Passage to read:
Grim Future Ahead for Afghanistan Following U.S. Troop Withdrawal
The following article explores the future of Afghanistan in the wake of the withdrawal of US troops from the region. It also talks about the many state and non-state actors who are partly responsible for either building or breaking the Afghani structure which has been built so carefully over the past few decades.
By Samiksha Roy
As the United States approaches the September 11 deadline to withdraw American troops from Afghanistan—the country is witnessing a steady rise in terrorism and violence. According to the quarterly report released by the United Nations Mission Assistance in Afghanistan— in April 2021 alone, there was a 29 per cent increase in civilian casualties compared to the same period in 2020. More importantly, there was a 37 per cent increase in the number of women killed and injured and a 23 per cent increase in child casualties compared to the first quarter of 2020. Data collected by the New York Times suggests that 287 pro-government forces and 204 civilians have been killed in acts of violence and terrorism in May, increasing again from the already high numbers recorded in April. Even for a country like Afghanistan—which has been witnessing violence for decades now—terrorist violence has reached unprecedented levels in the last few months.

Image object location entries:

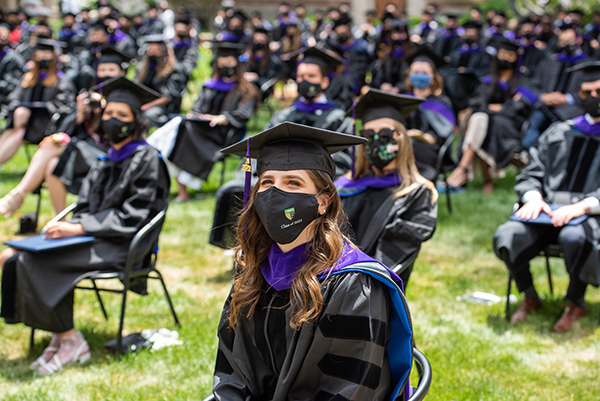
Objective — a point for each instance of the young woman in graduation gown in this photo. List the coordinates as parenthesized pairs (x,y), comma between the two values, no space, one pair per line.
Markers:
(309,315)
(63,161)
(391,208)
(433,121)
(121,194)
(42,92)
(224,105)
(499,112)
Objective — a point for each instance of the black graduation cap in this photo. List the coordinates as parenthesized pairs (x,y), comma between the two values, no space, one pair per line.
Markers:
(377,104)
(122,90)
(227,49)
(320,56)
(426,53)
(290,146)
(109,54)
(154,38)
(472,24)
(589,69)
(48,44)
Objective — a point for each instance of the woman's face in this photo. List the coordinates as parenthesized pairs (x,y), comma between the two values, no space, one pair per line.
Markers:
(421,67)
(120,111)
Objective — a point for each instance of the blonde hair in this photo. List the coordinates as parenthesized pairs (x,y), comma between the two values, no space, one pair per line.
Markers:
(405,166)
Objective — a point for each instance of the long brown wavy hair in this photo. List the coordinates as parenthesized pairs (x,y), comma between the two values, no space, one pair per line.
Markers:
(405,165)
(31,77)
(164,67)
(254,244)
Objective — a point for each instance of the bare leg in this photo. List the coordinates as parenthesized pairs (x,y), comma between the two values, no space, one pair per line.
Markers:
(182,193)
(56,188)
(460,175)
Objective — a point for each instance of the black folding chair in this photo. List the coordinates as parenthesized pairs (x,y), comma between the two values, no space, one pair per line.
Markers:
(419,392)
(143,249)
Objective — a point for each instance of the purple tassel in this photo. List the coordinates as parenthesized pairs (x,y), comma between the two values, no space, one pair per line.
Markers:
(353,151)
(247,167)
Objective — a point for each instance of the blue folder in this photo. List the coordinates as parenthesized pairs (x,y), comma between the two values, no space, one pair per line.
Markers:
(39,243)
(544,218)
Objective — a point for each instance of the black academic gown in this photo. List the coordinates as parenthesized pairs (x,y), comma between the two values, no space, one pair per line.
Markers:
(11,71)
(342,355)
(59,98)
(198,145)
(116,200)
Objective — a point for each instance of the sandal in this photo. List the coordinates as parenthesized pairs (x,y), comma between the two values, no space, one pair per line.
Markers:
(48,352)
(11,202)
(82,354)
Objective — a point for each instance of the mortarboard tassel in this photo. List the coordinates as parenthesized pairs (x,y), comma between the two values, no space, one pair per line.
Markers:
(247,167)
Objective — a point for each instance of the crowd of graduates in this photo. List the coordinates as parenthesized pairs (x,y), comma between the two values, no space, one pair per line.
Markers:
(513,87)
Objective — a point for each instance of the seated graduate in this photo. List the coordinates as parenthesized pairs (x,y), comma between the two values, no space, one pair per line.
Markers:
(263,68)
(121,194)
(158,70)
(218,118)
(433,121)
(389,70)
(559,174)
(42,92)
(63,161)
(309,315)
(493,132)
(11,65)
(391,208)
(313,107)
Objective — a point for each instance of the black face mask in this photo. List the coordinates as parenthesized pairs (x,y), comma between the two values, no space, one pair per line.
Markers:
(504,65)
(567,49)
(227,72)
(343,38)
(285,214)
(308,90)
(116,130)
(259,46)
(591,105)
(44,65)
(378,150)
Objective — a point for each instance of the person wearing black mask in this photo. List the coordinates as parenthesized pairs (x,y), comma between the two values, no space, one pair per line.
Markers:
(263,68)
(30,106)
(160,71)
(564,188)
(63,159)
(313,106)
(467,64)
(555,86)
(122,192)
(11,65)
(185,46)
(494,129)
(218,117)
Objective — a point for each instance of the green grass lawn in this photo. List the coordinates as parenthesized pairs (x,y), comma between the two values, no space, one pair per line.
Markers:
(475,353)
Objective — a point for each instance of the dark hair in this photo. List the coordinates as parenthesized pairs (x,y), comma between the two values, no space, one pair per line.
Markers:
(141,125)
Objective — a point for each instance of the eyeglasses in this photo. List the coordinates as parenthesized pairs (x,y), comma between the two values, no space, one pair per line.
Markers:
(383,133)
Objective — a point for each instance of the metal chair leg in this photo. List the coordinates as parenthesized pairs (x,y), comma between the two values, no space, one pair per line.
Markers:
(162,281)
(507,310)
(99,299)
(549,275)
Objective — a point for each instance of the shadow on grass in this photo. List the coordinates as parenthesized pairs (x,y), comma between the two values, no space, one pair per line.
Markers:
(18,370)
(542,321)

--

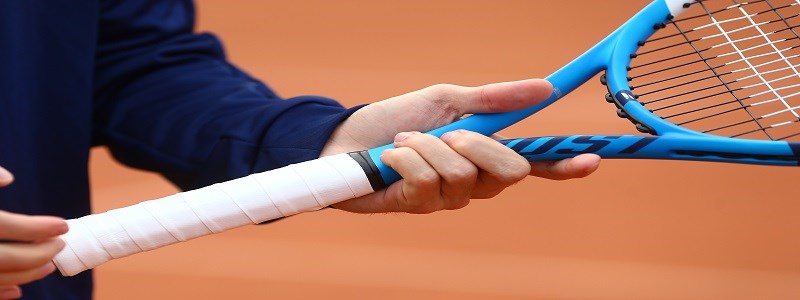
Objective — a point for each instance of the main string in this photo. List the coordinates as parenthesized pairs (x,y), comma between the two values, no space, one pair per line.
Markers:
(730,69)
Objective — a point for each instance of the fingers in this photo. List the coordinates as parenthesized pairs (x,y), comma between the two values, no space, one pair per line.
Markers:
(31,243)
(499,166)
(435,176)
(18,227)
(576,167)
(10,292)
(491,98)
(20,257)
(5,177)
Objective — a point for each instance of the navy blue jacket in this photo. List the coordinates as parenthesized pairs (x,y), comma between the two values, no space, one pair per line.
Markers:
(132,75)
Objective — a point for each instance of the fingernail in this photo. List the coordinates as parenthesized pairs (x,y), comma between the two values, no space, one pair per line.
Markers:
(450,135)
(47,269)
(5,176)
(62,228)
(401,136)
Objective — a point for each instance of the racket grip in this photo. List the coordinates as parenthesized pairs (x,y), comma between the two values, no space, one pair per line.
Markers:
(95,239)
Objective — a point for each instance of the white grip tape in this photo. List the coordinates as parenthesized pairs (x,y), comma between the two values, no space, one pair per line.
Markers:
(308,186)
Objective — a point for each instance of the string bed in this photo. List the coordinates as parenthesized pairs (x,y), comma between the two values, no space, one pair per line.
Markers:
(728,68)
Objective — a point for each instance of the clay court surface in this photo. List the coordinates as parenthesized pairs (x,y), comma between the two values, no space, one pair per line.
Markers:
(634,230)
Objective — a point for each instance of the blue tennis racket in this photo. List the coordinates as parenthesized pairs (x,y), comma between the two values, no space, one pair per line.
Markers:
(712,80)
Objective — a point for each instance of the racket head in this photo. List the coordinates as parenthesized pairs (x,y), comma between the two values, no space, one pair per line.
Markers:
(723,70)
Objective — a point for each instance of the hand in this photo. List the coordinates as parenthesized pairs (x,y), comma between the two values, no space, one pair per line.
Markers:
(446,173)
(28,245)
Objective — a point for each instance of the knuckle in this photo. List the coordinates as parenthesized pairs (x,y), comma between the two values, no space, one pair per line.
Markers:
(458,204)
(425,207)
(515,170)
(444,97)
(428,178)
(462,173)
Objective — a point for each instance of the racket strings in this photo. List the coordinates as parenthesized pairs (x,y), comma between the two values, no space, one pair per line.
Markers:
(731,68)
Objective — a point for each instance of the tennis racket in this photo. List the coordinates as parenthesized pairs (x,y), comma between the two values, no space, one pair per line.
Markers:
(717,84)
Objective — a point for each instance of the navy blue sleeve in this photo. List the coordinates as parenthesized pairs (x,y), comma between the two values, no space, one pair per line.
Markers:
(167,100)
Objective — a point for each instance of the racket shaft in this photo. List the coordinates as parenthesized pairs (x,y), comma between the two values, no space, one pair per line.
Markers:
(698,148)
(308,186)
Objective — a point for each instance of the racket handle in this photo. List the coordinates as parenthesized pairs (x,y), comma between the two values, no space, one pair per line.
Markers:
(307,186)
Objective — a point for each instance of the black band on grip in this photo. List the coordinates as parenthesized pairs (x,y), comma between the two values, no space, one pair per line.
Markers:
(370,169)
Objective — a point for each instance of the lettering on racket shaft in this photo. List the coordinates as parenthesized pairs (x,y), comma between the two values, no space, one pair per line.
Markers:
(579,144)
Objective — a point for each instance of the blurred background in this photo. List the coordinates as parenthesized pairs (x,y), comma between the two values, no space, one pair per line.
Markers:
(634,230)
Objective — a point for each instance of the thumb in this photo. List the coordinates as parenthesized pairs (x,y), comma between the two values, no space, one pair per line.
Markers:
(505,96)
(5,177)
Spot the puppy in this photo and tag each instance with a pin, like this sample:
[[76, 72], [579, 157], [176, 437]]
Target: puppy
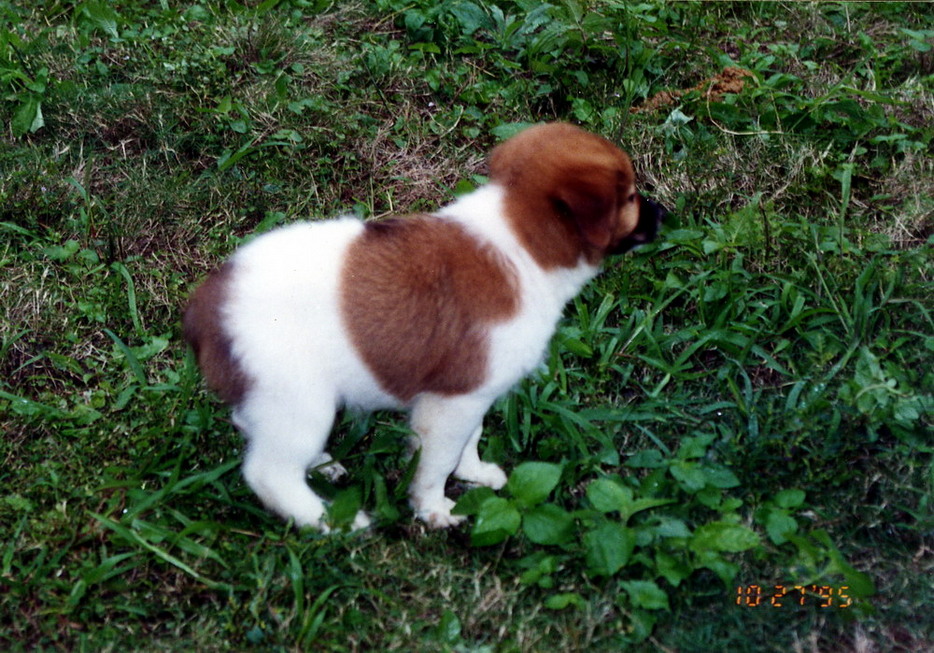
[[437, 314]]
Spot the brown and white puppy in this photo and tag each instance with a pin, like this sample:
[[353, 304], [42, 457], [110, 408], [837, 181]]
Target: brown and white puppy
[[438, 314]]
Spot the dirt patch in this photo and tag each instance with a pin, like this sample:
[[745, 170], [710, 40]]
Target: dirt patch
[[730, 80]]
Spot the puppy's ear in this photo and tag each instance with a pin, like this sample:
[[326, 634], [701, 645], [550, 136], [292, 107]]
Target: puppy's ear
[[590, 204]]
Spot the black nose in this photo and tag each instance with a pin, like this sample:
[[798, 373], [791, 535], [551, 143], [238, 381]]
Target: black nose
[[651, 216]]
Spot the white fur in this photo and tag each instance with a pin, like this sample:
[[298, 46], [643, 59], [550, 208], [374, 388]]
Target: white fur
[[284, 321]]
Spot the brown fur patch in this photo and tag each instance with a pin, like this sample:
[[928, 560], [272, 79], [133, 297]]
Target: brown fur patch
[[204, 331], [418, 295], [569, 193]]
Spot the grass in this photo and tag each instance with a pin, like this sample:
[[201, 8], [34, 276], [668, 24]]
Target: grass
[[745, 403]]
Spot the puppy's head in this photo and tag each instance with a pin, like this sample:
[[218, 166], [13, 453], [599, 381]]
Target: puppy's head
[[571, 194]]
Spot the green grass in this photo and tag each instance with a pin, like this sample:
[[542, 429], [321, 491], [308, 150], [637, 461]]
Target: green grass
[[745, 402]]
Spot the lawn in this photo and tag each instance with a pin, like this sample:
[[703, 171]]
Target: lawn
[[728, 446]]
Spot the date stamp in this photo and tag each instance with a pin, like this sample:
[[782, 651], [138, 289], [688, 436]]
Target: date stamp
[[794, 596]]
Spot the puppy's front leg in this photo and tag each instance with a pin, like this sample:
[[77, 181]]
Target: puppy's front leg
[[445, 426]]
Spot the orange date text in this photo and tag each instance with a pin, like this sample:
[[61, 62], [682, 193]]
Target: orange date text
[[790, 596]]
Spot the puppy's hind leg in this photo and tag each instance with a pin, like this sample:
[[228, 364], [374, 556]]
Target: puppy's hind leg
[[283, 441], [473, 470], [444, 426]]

Exercise task 1: According to the article on Afghanistan after the U.S. troop withdrawal, how much did the number of women killed and injured increase compared to the first quarter of 2020?
Exercise task 2: Extend the article on Afghanistan after the U.S. troop withdrawal, continuing from its final sentence.

Task response 1: It increased by 37 per cent.

Task response 2:
It would be a mistake to reduce the situation in Afghanistan to numbers alone. Masooma—a 17-year-old survivor of the deadly Kabul school attack which killed over 80 girls—was quoted saying: "I am scared. It will be difficult to return, but I will. I want to be a doctor to make sure that Amina's dream does not go away" after the attack; which genuinely reveals the plight of the people in Afghanistan, who remain uncertain about their future. No terror outfit has yet claimed responsibility for the attack. Still, the Islamic State- Khorasan Province (ISKP) is suspected to be behind it—given its previous record of targeting ethnic minorities in Afghanistan. This attack confirms the fears previously expressed by the many human rights activists that the domestic instability caused by the withdrawal would reverse the hard-fought gains in women and child rights in the country. Following the attack, the European Union's mission in Afghanistan tweeted, "…. targeting primarily students in a girls' school makes this an attack on the future of Afghanistan." Heather Barr, interim co-director of the women's proper division of Human Rights Watch, bluntly said that this attack "is going to push thousands of girls out of school…. it doesn't matter who did it. It doesn't matter if there's going to be more or not. It's done, and it's going to cause the harm it's going to cause." Sonia Ghenzali—a reporter, based out of Afghanistan working for Radio France Internationale —exposed the grim reality of the likelihood of violence against minorities getting much worse when the "foreign forces" leave, in an interview with an American newspaper.
Unfortunately, this attack was not the only one in recent months. A truck-bomb explosion in the Logar province on April 30 killed 27 civilians and left hundreds injured. The majority of the victims were high school students and pro-government militias. In Kabul, a bomb explosion by ISKP inside a Mosque killed 12 people and wounded 15 others.
Along with the attacks on civilians, there has been a steady increase in violence amongst the Afghan government and the Taliban forces over the question of regaining control over Afghan provinces. Taliban has been steadily increasing its area of influence. Currently, 88 districts, roughly 16 per cent of the Afghan population, are under direct Taliban control; 97 districts are under government control, and 213 districts are contested territory. The Taliban have surrounded five provincial capital cities in Afghanistan. As of February 2021, 17 of Afghanistan's 34 provinces were under direct Taliban threat. The contested provinces of Wardak and Logar—the southern gateway to Kabul— have mainly been targeted for acquiring control by the Taliban due to their strategic location, resulting in a severe rise in violence.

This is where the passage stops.